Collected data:
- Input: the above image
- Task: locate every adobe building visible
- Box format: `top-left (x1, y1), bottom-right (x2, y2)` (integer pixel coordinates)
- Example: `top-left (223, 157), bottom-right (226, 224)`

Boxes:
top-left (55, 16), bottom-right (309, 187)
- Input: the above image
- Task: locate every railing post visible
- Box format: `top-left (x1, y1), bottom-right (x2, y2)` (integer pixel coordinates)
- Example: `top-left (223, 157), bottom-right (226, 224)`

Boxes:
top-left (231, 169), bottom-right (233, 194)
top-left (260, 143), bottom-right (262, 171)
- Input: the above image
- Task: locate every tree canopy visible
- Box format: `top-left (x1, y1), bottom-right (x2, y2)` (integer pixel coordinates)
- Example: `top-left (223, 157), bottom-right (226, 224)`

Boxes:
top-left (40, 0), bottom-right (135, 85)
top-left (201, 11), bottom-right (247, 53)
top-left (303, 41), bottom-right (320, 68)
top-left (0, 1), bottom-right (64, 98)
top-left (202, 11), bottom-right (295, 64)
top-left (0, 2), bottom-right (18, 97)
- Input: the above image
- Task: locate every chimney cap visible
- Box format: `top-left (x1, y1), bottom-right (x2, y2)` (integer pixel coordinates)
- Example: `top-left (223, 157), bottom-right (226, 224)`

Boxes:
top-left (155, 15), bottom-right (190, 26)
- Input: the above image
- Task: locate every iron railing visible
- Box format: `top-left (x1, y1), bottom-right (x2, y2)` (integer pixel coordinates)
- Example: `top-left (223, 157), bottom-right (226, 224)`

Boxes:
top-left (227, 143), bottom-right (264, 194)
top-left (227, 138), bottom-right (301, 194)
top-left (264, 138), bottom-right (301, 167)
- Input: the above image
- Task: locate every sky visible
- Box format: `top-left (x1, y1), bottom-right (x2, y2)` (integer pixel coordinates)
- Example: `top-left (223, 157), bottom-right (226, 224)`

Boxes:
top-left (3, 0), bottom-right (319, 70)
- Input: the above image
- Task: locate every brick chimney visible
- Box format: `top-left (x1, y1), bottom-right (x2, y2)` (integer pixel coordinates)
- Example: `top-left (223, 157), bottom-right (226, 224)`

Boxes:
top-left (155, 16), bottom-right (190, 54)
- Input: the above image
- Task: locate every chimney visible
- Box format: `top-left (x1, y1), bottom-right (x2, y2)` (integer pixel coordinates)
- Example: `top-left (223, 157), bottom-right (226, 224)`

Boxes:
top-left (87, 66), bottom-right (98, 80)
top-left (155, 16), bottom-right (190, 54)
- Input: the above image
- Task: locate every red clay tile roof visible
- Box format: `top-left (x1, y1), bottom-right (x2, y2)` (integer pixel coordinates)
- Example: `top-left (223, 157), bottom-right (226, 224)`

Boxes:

THE TASK
Nothing in the records may be left out; reproduce them exactly.

RESPONSE TO THE EXERCISE
- Input: the above image
- Task: locate every adobe building visible
- Box format: `top-left (x1, y1), bottom-right (x2, y2)` (integer pixel coordinates)
- Example: `top-left (223, 157), bottom-right (226, 224)`

Boxes:
top-left (55, 16), bottom-right (309, 187)
- Input: the above image
- Task: locate every railing post visible
- Box format: `top-left (x1, y1), bottom-right (x2, y2)` (integer pixel coordinates)
- Example: `top-left (223, 157), bottom-right (226, 224)`

Boxes:
top-left (231, 169), bottom-right (233, 194)
top-left (260, 143), bottom-right (262, 171)
- Input: the above image
- Task: locate every tree canopy visible
- Box format: `top-left (x1, y1), bottom-right (x2, y2)` (integer pixel coordinates)
- Example: `top-left (223, 157), bottom-right (226, 224)`

Boxes:
top-left (40, 0), bottom-right (135, 85)
top-left (201, 11), bottom-right (247, 53)
top-left (303, 41), bottom-right (320, 68)
top-left (0, 1), bottom-right (64, 98)
top-left (202, 11), bottom-right (295, 64)
top-left (0, 2), bottom-right (18, 97)
- Input: the above image
- Task: locate every chimney cap visible
- Box format: `top-left (x1, y1), bottom-right (x2, y2)` (integer pixel coordinates)
- Example: `top-left (223, 157), bottom-right (226, 224)`

Boxes:
top-left (155, 15), bottom-right (190, 26)
- Input: the above image
- Task: locate every iron railing visible
- Box format: `top-left (x1, y1), bottom-right (x2, y2)` (integer pixel coordinates)
- Example: `top-left (223, 157), bottom-right (226, 224)`

Boxes:
top-left (227, 143), bottom-right (264, 194)
top-left (227, 138), bottom-right (301, 194)
top-left (264, 138), bottom-right (301, 167)
- Input: the above image
- Task: locate every sky visible
- Box format: `top-left (x1, y1), bottom-right (x2, y2)` (integer pixel coordinates)
- Example: `top-left (223, 157), bottom-right (226, 224)`

Boxes:
top-left (3, 0), bottom-right (319, 70)
- Input: the above image
- Task: locate every brick chimney visible
- Box format: `top-left (x1, y1), bottom-right (x2, y2)` (integer pixel coordinates)
- Example: `top-left (223, 157), bottom-right (226, 224)`

Boxes:
top-left (155, 16), bottom-right (190, 54)
- Input: the above image
- Task: locate every chimney visible
- Box format: `top-left (x1, y1), bottom-right (x2, y2)` (integer pixel coordinates)
- Example: `top-left (223, 157), bottom-right (226, 224)`

Boxes:
top-left (87, 66), bottom-right (98, 80)
top-left (155, 16), bottom-right (190, 54)
- Input: the above image
- Task: locate every red clay tile roof visible
- Box format: `top-left (x1, y1), bottom-right (x2, y2)` (integer pixel coordinates)
- Example: `top-left (223, 157), bottom-right (226, 224)`

Boxes:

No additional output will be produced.